> Problem details
Write every line below out again exactly, images omitted.

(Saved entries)
##########
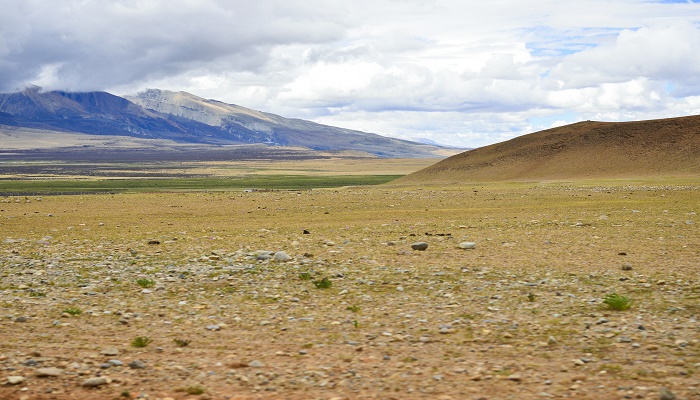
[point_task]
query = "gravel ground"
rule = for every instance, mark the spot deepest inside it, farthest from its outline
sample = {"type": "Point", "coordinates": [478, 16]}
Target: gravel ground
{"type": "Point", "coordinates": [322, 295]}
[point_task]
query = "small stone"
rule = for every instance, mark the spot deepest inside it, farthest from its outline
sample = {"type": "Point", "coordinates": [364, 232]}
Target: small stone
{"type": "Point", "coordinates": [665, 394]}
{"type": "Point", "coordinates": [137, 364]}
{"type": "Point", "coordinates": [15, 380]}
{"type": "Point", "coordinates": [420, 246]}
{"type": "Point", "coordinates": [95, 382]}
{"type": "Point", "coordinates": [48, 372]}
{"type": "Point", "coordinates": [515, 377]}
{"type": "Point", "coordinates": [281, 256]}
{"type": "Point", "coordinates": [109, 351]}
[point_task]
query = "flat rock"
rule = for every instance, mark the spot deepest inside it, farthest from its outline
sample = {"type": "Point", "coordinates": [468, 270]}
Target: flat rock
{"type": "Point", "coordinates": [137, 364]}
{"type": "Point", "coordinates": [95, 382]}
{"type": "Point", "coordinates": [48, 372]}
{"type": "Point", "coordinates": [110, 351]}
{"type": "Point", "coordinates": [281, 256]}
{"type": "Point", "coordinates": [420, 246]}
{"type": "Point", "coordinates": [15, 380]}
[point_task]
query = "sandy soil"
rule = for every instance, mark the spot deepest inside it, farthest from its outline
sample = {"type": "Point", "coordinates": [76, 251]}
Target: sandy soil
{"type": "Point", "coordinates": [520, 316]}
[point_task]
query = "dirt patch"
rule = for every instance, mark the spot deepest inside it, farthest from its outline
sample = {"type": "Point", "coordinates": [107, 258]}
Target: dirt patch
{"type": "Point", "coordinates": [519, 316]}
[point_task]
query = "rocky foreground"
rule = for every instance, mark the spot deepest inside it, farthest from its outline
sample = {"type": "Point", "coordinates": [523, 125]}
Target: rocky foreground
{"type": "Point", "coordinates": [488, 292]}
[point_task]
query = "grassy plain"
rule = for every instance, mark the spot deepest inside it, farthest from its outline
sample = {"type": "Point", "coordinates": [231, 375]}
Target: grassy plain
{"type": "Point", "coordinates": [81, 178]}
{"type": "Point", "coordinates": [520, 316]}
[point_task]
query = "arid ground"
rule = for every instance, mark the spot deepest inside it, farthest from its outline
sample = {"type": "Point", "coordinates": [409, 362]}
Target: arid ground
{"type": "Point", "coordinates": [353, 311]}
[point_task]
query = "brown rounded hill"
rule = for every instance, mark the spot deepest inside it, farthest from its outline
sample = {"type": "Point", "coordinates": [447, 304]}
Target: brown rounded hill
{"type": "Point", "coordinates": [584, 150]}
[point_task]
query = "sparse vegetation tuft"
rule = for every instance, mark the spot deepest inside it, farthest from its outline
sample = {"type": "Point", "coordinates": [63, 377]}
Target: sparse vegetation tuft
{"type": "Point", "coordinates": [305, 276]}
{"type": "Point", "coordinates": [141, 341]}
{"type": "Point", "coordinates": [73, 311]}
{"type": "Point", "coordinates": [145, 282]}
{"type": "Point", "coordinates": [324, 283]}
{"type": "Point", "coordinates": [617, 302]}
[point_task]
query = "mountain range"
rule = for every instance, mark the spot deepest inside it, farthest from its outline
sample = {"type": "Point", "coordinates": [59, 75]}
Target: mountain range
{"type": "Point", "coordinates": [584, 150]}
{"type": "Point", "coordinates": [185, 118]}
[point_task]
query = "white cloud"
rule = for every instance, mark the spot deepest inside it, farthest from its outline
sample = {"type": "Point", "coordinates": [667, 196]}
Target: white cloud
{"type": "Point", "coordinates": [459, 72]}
##########
> Result of this task
[point_task]
query = "gravel ground"
rule = for every instance, mark the spot deepest inside it, farthest from its outline
sample = {"type": "Point", "coordinates": [478, 16]}
Target: gravel ground
{"type": "Point", "coordinates": [322, 295]}
[point_task]
query = "small stone"
rule = for every instance, mark the spot deepest inside it, farthest from its outline
sample = {"type": "Point", "coordinates": [364, 232]}
Target: small stone
{"type": "Point", "coordinates": [665, 394]}
{"type": "Point", "coordinates": [137, 364]}
{"type": "Point", "coordinates": [15, 380]}
{"type": "Point", "coordinates": [420, 246]}
{"type": "Point", "coordinates": [95, 382]}
{"type": "Point", "coordinates": [48, 372]}
{"type": "Point", "coordinates": [515, 377]}
{"type": "Point", "coordinates": [281, 256]}
{"type": "Point", "coordinates": [109, 351]}
[point_task]
query = "flat rock"
rule = for every instance, mark the spot deepest inside it, farthest from its outline
sample = {"type": "Point", "coordinates": [468, 270]}
Target: flat rock
{"type": "Point", "coordinates": [137, 364]}
{"type": "Point", "coordinates": [95, 382]}
{"type": "Point", "coordinates": [48, 372]}
{"type": "Point", "coordinates": [110, 351]}
{"type": "Point", "coordinates": [281, 256]}
{"type": "Point", "coordinates": [420, 246]}
{"type": "Point", "coordinates": [15, 380]}
[point_task]
query = "sandy soil"
rule = for every instance, mark the spot deepest inside it, farthest from its outline
sample = {"type": "Point", "coordinates": [76, 251]}
Target: sandy soil
{"type": "Point", "coordinates": [520, 316]}
[point_task]
query = "dirt patch"
rule = for every instance, mark the spot deepest inside it, farthest from its outline
sample = {"type": "Point", "coordinates": [107, 258]}
Target: dirt patch
{"type": "Point", "coordinates": [519, 316]}
[point_task]
query = "rocky foreground"
rule = for every instance, mark the spot deepest inside it, farthest from its outline
sample = {"type": "Point", "coordinates": [523, 125]}
Target: rocky foreground
{"type": "Point", "coordinates": [488, 292]}
[point_task]
query = "grassy plain"
rule = for every instance, mark the spot deepest inside it, farthest from its outline
sample = {"type": "Point", "coordinates": [231, 375]}
Target: grassy plain
{"type": "Point", "coordinates": [81, 178]}
{"type": "Point", "coordinates": [520, 316]}
[point_task]
query = "arid ground"
rule = for every instance, mark the spot deepest inside it, farthest from its outline
sample = {"type": "Point", "coordinates": [409, 362]}
Target: arid ground
{"type": "Point", "coordinates": [353, 311]}
[point_task]
query = "brown rounded hill"
rule = for every instance, mark the spot deepest inside it, farthest from its outline
sample = {"type": "Point", "coordinates": [447, 304]}
Target: brown rounded hill
{"type": "Point", "coordinates": [584, 150]}
[point_task]
query = "sparse vegetation tuft"
rule = for every instance, mark the spot deepest inside it, farthest from its outline
sample = {"type": "Point", "coordinates": [63, 377]}
Target: sparse vegetation tuft
{"type": "Point", "coordinates": [305, 276]}
{"type": "Point", "coordinates": [141, 341]}
{"type": "Point", "coordinates": [73, 311]}
{"type": "Point", "coordinates": [145, 282]}
{"type": "Point", "coordinates": [324, 283]}
{"type": "Point", "coordinates": [617, 302]}
[point_task]
query = "mountain range"
rule = for every instance, mark the spot deepest inside it, farthest from its outline
sample = {"type": "Point", "coordinates": [59, 75]}
Target: mountain range
{"type": "Point", "coordinates": [584, 150]}
{"type": "Point", "coordinates": [185, 118]}
[point_task]
query = "white cloud"
rule = for every instance, mark the spot deepest inside it, farthest from its outline
sample = {"type": "Point", "coordinates": [667, 196]}
Target: white cloud
{"type": "Point", "coordinates": [459, 72]}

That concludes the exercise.